Wisdom for Today from Nation's Past
Ray Winstead

Whatever a person’s political preferences or philosophical inclinations are, it is worthwhile to be reminded that freedom of speech is a fundamental American right as expressed by the following notable Americans from our nation’s history.

• Hugo Black, Supreme Court justice: “I do not believe that it can be too often repeated that the freedoms of speech, press, petition and assembly guaranteed by the First Amendment must be accorded to the ideas we hate or sooner or later they will be denied to the ideas we cherish.”

• Oliver Wendell Holmes Jr., Supreme Court justice: “If there is any principle of the Constitution that more imperatively calls for attachment than any other it is the principle of free thought, not free thought for those who agree with us but freedom for the thought that we hate.”

• Charles Evans Hughes, Supreme Court chief justice: “When we lose the right to be different, we lose the right to be free.”

SET EXERCISE 1:
In the piece on freedom of speech, who is identified as a Supreme Court chief justice?
SET EXERCISE 2:
From the piece on freedom of speech, set down the passage that begins at the words "Wisdom for Today" and stops after "our nation’s history.".

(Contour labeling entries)
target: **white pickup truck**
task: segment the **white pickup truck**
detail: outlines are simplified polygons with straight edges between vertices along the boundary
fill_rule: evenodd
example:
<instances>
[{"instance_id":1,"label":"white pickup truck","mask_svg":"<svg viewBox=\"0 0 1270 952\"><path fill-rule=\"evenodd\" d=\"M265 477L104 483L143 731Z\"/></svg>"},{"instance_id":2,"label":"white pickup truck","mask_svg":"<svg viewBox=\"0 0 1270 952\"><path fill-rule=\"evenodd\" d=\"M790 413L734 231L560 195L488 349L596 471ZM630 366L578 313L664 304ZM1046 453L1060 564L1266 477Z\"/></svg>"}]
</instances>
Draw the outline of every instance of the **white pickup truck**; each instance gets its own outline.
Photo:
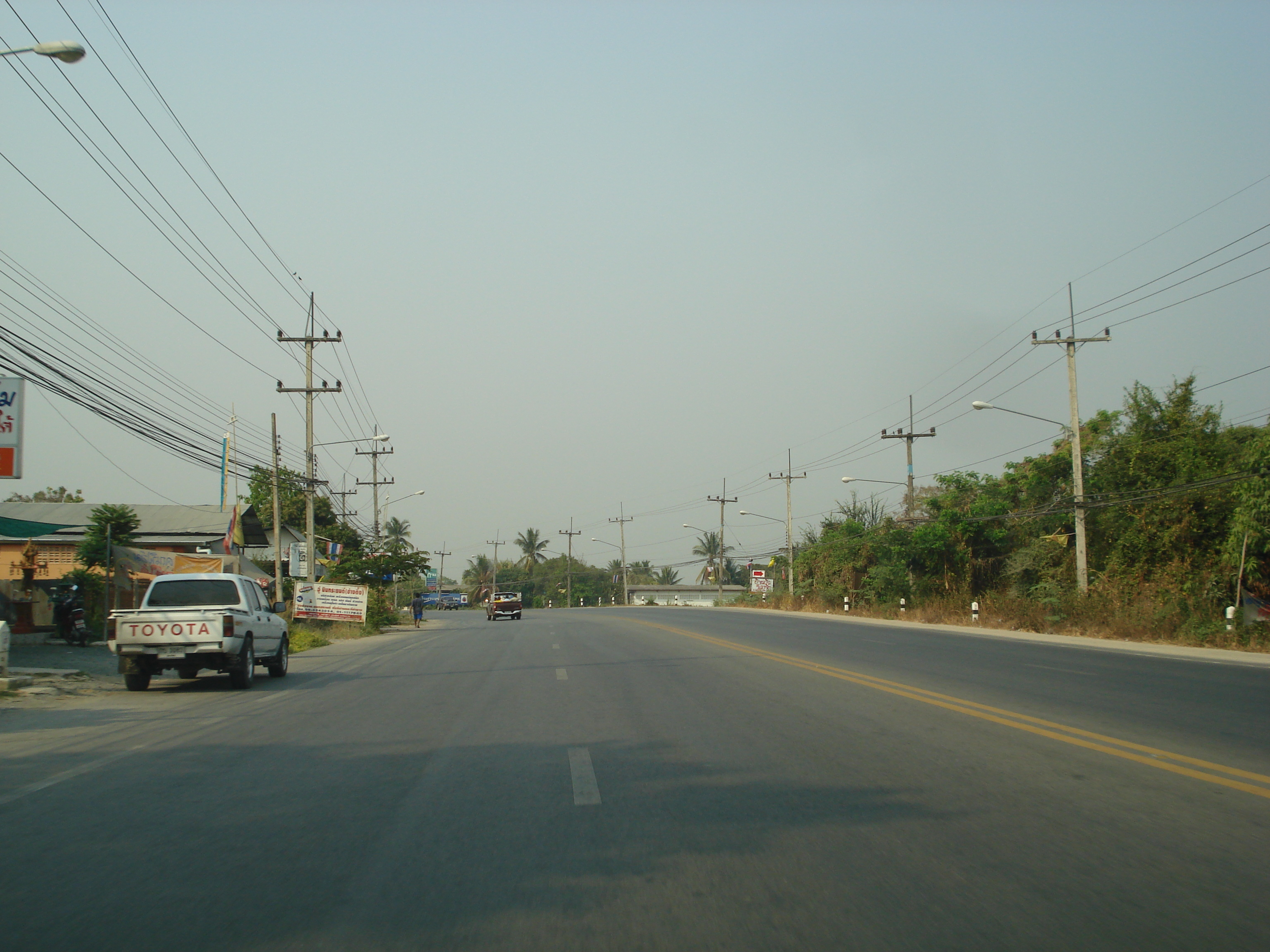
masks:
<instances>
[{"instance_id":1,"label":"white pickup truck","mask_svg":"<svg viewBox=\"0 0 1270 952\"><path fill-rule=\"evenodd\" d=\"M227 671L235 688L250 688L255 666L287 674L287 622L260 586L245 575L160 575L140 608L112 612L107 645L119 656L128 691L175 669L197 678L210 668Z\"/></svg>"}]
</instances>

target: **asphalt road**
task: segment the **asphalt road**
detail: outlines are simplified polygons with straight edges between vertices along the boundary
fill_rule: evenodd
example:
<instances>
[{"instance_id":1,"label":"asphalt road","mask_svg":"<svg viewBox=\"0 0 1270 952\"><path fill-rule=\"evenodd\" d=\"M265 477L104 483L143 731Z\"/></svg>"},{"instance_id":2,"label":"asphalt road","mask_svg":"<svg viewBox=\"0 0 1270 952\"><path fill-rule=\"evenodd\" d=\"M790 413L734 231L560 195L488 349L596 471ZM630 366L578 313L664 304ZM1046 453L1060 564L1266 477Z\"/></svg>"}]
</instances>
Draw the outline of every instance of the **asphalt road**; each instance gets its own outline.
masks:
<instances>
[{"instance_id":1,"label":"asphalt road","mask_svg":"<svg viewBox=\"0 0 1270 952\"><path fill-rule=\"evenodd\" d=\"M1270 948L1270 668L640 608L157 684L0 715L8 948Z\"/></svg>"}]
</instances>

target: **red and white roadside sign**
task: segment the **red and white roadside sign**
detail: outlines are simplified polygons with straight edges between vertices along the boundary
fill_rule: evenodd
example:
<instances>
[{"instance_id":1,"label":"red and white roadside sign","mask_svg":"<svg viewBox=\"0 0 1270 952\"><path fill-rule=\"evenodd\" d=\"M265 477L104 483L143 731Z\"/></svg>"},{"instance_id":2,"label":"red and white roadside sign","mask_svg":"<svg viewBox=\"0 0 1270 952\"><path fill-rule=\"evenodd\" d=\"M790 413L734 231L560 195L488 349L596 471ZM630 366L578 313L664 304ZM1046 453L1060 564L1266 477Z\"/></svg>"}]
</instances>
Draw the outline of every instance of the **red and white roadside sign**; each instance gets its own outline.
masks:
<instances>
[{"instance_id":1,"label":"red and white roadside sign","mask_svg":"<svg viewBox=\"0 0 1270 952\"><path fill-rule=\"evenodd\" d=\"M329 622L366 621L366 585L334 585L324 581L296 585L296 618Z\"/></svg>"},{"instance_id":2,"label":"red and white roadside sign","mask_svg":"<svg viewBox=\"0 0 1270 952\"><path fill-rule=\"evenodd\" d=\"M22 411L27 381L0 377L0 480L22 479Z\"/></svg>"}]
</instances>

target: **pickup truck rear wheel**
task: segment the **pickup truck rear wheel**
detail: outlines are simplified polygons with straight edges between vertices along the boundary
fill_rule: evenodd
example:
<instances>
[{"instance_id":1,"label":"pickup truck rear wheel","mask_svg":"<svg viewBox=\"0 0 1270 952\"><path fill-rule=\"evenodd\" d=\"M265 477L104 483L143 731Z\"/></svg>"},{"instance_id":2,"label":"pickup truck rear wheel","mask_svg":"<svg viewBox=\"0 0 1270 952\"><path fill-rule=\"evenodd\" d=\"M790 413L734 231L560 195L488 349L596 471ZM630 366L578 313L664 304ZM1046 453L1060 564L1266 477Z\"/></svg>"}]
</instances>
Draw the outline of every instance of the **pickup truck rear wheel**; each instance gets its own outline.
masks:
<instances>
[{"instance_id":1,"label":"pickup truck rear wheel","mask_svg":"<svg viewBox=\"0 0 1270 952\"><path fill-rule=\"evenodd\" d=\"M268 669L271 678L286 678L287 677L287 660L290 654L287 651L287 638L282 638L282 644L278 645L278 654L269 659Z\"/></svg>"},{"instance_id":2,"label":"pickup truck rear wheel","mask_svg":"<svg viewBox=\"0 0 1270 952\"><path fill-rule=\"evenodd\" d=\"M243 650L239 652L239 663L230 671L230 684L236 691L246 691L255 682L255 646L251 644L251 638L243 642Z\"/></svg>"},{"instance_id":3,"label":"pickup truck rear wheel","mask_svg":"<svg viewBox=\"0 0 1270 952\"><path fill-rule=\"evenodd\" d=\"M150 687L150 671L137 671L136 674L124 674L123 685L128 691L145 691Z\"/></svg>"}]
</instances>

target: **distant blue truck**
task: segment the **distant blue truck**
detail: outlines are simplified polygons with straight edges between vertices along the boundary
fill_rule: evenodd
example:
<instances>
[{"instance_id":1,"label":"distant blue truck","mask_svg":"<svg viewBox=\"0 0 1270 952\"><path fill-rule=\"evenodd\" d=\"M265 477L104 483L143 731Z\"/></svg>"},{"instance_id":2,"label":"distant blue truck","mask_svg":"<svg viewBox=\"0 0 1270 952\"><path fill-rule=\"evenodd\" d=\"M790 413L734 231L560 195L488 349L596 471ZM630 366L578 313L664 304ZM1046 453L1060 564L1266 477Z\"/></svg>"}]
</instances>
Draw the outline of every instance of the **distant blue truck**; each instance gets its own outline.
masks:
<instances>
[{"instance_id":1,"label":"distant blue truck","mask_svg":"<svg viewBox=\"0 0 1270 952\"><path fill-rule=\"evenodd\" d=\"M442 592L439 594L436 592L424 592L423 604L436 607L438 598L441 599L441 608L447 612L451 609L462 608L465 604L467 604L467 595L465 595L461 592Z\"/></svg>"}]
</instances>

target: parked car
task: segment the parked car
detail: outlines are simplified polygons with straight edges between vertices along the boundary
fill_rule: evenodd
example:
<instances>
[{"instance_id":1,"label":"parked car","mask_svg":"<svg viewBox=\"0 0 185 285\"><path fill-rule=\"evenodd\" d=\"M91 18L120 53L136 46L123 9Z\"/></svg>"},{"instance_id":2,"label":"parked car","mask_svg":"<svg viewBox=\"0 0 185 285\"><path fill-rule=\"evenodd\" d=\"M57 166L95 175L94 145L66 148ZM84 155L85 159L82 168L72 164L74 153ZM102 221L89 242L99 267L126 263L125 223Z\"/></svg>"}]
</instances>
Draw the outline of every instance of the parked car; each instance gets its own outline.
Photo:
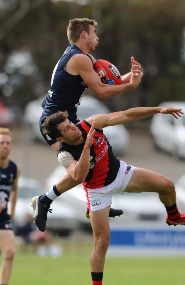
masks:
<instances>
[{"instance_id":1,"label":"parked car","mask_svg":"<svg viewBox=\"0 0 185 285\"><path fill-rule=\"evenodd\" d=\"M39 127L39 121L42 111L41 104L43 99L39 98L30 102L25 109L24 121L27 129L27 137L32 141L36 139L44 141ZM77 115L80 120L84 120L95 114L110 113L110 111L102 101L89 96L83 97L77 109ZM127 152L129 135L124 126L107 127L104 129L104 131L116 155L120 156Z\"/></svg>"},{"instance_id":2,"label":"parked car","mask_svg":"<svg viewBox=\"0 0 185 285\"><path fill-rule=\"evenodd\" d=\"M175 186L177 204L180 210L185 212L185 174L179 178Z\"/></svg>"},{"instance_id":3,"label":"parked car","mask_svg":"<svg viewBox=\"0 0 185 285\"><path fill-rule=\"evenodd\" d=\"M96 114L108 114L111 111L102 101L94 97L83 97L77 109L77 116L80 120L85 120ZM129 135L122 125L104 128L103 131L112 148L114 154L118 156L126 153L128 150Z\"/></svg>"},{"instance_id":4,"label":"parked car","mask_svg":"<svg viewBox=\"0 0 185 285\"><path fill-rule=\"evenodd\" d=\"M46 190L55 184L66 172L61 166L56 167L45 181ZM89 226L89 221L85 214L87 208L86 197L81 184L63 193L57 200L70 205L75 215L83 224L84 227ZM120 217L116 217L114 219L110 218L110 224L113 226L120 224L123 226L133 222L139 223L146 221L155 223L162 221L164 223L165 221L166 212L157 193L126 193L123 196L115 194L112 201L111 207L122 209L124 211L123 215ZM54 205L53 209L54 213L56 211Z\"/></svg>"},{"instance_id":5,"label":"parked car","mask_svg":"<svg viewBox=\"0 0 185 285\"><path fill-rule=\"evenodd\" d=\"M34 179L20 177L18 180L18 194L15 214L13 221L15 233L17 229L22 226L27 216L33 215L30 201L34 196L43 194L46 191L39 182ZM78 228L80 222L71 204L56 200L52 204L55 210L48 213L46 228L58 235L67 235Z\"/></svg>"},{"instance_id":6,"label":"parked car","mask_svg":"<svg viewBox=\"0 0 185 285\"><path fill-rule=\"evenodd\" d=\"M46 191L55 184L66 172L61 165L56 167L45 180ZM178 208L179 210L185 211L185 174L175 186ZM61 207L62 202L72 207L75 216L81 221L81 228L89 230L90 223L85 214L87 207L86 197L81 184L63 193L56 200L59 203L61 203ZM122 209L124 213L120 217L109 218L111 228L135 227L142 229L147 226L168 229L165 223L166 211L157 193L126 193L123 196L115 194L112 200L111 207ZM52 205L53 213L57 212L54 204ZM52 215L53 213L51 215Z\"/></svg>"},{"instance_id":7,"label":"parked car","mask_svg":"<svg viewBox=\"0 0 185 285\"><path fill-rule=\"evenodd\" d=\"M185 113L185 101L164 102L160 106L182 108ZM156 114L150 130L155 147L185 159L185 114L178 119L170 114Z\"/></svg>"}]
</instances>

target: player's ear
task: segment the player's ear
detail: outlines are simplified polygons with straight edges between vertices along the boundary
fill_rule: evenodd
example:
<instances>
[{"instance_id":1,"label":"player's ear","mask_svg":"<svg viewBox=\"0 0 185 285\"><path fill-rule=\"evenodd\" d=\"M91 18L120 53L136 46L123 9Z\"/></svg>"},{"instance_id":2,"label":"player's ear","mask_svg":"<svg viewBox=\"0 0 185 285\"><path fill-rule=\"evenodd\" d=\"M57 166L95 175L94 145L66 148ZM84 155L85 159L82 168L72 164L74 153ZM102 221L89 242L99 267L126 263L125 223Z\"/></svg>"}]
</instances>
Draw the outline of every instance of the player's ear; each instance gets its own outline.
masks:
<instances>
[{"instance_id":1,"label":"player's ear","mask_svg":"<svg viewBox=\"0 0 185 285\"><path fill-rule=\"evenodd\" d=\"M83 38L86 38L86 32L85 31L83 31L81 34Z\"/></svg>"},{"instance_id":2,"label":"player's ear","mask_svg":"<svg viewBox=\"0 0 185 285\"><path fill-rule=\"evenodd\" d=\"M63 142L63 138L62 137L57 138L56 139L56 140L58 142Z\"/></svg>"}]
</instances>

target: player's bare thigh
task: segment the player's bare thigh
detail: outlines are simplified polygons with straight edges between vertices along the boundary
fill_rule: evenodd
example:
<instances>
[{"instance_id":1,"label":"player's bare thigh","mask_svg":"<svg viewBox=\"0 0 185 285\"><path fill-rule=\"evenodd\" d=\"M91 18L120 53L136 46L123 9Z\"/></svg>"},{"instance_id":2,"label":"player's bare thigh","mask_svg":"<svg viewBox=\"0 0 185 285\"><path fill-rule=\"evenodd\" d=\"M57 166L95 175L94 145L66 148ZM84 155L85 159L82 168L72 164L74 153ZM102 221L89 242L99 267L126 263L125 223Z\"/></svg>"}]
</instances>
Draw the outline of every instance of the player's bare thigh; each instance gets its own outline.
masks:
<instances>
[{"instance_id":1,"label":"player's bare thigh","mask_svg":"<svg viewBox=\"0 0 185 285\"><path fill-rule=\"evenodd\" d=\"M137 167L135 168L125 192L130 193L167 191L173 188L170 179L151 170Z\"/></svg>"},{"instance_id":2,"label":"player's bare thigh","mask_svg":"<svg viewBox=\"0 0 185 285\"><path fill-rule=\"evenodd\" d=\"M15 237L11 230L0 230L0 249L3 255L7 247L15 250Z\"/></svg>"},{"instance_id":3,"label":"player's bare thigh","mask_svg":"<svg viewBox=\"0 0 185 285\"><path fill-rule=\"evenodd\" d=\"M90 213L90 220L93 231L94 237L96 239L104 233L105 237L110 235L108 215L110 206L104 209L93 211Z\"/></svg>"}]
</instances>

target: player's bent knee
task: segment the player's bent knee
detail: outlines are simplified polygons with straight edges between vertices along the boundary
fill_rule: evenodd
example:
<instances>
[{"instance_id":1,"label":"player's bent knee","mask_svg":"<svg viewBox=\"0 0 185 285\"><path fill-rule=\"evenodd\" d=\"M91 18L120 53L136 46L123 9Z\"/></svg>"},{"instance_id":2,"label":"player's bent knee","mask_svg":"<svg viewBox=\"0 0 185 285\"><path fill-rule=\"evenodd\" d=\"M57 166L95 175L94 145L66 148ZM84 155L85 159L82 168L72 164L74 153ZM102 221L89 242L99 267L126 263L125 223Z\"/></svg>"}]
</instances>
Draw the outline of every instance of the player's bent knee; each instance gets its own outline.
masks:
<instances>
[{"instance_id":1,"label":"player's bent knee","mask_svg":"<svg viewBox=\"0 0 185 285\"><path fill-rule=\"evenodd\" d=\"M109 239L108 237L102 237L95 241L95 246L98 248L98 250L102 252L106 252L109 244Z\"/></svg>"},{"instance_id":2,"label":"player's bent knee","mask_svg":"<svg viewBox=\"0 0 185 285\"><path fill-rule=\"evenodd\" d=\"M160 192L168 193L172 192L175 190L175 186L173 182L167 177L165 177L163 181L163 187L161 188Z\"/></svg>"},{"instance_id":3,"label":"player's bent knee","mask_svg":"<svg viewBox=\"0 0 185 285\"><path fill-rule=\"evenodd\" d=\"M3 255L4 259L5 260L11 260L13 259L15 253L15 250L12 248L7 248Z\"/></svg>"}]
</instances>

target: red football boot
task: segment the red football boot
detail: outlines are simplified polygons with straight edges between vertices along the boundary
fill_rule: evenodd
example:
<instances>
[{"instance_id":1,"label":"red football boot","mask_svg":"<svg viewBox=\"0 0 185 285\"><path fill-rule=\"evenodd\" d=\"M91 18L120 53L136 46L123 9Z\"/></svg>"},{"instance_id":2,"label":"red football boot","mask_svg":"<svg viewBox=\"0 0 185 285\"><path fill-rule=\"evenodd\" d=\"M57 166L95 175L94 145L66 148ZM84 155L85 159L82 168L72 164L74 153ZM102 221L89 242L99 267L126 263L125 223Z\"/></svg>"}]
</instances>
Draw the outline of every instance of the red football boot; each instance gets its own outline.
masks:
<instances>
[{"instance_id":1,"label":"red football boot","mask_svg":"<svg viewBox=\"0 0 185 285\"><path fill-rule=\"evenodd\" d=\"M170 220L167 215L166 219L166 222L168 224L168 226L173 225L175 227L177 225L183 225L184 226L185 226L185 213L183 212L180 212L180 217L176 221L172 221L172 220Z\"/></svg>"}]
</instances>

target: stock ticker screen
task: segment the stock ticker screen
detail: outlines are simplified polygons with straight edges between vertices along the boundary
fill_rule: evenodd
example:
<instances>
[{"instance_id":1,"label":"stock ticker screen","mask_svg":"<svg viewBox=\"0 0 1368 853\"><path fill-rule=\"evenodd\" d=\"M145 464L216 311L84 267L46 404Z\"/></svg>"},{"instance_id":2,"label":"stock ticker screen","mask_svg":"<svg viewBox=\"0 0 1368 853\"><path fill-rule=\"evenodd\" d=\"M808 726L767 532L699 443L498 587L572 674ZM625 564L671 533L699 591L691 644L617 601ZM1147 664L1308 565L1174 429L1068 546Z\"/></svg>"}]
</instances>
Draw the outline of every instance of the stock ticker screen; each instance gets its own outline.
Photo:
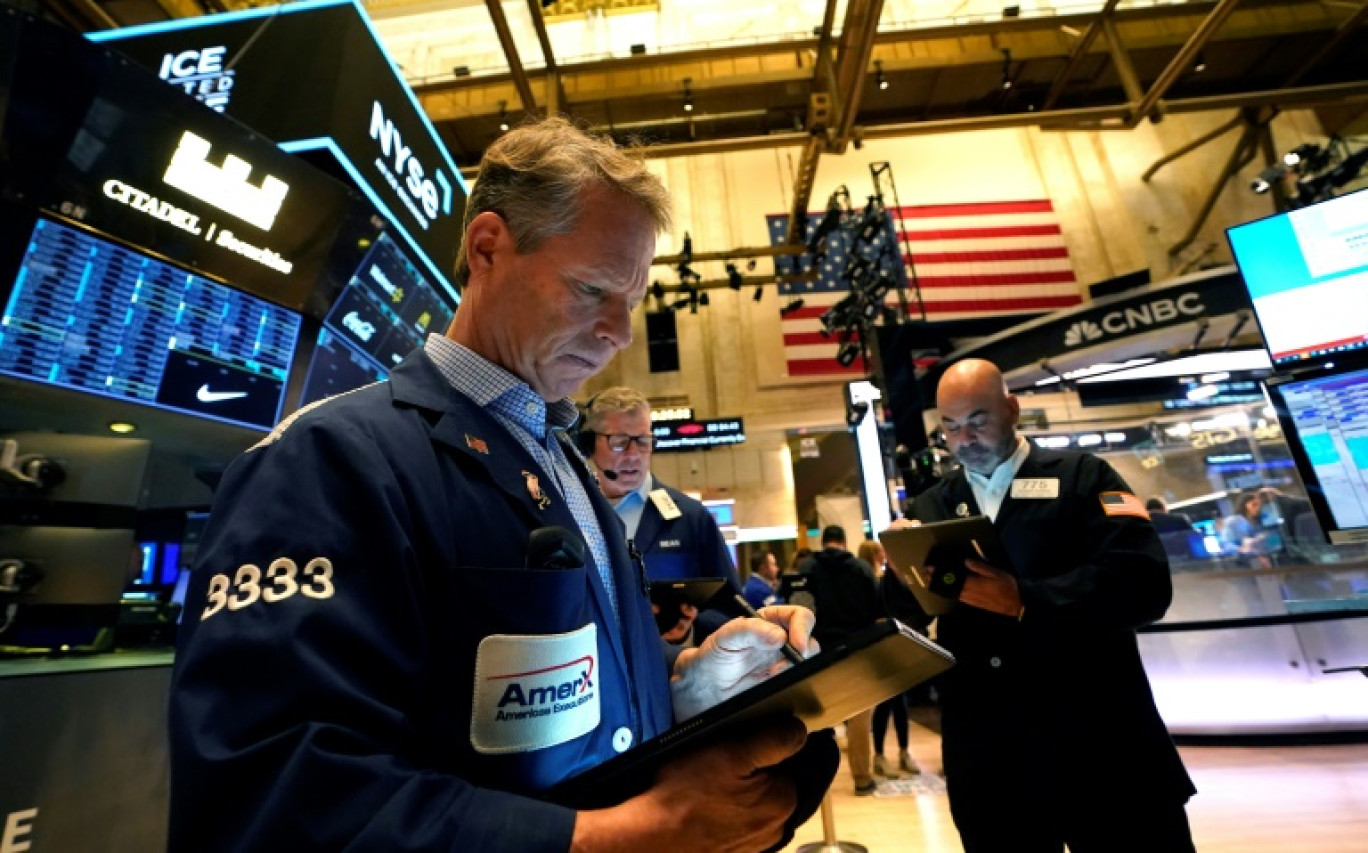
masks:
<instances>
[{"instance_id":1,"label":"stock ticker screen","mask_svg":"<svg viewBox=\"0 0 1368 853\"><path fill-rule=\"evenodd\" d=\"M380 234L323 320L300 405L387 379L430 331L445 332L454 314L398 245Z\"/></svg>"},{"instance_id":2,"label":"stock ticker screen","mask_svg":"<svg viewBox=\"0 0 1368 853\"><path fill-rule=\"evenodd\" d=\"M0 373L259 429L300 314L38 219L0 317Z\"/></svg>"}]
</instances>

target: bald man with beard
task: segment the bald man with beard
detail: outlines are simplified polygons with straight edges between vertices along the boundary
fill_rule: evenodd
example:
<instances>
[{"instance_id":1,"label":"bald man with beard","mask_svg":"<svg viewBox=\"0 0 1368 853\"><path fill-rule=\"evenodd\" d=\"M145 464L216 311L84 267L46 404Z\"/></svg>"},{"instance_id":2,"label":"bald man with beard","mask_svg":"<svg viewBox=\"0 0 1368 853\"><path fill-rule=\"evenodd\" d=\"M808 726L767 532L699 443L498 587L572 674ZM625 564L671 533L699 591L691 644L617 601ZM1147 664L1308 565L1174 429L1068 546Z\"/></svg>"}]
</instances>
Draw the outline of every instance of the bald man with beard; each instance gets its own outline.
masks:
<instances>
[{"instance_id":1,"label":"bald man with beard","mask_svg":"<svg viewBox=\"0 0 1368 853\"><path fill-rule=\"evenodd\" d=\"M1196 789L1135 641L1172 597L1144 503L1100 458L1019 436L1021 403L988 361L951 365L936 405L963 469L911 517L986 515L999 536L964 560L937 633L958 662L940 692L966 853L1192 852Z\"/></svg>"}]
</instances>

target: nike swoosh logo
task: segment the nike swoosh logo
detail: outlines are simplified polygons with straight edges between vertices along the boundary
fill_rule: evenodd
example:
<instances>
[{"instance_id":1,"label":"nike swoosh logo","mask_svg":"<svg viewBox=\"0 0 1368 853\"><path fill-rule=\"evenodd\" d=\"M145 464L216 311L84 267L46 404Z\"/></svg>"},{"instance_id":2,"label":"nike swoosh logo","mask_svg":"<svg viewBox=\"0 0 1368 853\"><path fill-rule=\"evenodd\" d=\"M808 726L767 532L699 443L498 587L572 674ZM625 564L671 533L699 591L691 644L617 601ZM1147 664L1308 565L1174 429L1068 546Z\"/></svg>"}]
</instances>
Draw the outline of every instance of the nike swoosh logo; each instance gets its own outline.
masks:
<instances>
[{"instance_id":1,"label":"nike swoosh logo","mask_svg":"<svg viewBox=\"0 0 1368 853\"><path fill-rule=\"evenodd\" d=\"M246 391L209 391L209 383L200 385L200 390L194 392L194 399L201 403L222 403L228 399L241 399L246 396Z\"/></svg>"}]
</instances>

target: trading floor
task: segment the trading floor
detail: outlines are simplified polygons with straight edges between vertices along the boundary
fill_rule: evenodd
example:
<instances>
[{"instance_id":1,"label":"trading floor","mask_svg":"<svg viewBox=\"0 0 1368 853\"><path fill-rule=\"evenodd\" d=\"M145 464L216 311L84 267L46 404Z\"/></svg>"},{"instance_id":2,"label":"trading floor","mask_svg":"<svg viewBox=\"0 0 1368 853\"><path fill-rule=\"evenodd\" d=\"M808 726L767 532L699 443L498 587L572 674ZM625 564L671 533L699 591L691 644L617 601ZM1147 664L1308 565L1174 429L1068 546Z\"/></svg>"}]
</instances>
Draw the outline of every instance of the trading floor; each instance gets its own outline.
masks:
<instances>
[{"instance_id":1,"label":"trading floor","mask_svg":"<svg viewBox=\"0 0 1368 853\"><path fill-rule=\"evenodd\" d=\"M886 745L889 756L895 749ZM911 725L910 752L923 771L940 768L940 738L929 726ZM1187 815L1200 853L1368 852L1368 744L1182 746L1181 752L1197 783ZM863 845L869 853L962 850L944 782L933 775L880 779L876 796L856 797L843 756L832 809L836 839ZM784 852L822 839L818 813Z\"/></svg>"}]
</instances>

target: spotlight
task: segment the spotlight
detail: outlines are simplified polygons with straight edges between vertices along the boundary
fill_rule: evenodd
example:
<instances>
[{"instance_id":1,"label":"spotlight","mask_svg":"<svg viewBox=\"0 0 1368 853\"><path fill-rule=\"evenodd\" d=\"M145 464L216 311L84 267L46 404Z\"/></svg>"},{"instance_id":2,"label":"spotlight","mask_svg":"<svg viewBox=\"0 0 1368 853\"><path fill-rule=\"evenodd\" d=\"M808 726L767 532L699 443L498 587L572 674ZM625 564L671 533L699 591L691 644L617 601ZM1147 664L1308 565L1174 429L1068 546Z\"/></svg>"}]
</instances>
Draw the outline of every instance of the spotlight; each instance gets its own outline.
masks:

WORKED SOLUTION 1:
Charles Evans Hughes

WORKED SOLUTION 2:
Wisdom for Today from Nation's Past
Ray Winstead

Whatever a person’s political preferences or philosophical inclinations are, it is worthwhile to be reminded that freedom of speech is a fundamental American right as expressed by the following notable Americans from our nation’s history.